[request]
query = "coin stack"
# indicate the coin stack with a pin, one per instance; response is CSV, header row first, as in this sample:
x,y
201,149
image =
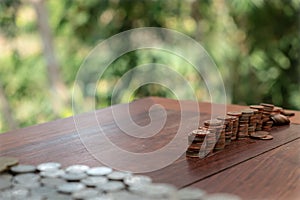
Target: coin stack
x,y
201,143
227,122
244,123
267,111
235,120
252,121
216,126
48,181
258,115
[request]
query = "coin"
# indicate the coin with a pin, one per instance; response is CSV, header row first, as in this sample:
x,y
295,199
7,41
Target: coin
x,y
52,173
111,186
70,187
50,166
73,176
86,193
23,168
77,168
52,182
118,175
99,171
191,194
93,181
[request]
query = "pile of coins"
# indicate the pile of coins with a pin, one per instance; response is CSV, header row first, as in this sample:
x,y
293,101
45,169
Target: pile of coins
x,y
255,122
48,181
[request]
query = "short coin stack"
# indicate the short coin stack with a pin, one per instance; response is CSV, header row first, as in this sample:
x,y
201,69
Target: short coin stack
x,y
48,181
258,114
235,123
217,127
227,122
------------------------------
What to produce — Where does the word "instance" occur in the data? Copy every line that has it.

Result of this exercise —
# indicate the coin stack with a pin, one per instance; response is CSV, header row first, as in this sample:
# indicate the coin with a pin, one per instance; response is CSV, header row first, as in this sample:
# indicate the pile of coins with a pin, one per instance; response is CSV, header row first, as in this sample:
# indicate the short coin stack with a pin, one per instance; response is CSV, header row first, as in this sample:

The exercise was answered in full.